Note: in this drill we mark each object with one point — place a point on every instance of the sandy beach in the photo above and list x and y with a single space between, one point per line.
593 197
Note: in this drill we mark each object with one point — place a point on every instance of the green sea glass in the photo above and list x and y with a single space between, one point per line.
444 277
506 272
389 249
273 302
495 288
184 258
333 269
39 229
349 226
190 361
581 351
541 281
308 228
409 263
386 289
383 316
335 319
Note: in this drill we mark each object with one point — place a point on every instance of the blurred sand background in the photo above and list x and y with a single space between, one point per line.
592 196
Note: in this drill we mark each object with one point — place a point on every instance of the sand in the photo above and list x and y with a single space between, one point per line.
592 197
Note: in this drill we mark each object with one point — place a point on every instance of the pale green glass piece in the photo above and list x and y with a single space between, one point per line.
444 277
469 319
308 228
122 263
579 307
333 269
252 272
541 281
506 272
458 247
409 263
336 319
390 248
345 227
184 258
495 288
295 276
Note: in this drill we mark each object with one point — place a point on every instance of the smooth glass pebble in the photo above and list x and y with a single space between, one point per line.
* * * * *
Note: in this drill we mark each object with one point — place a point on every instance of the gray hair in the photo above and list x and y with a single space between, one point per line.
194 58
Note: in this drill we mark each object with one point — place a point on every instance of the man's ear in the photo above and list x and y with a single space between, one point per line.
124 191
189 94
* * * * *
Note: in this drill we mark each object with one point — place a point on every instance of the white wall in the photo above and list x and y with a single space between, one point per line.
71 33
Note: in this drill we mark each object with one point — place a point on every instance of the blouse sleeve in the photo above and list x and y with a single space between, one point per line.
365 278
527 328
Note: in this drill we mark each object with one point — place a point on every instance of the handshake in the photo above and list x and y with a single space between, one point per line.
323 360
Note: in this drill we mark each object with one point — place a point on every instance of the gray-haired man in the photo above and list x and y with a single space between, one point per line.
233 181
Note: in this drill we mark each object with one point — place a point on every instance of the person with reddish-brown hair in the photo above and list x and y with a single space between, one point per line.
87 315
* * * * *
- [Work task]
Using the listing above, copy exactly the line that contains "of the pale", the line that contains "of the smooth", and each line that falls between them.

- [Written reply]
Note: in this drill we mark each object with one point — place a point on every instance of the pale green glass piece in the photo above and list x and y with a single space between, one point per line.
444 277
469 319
308 228
122 263
579 307
333 269
252 272
541 281
506 272
458 247
409 263
336 319
390 248
345 227
184 258
495 288
295 276
Note: in this drill we mark each object with one point — place a point on every instance of the smooth glass pebble in the photo above and list x and y with a single space between, one point per line.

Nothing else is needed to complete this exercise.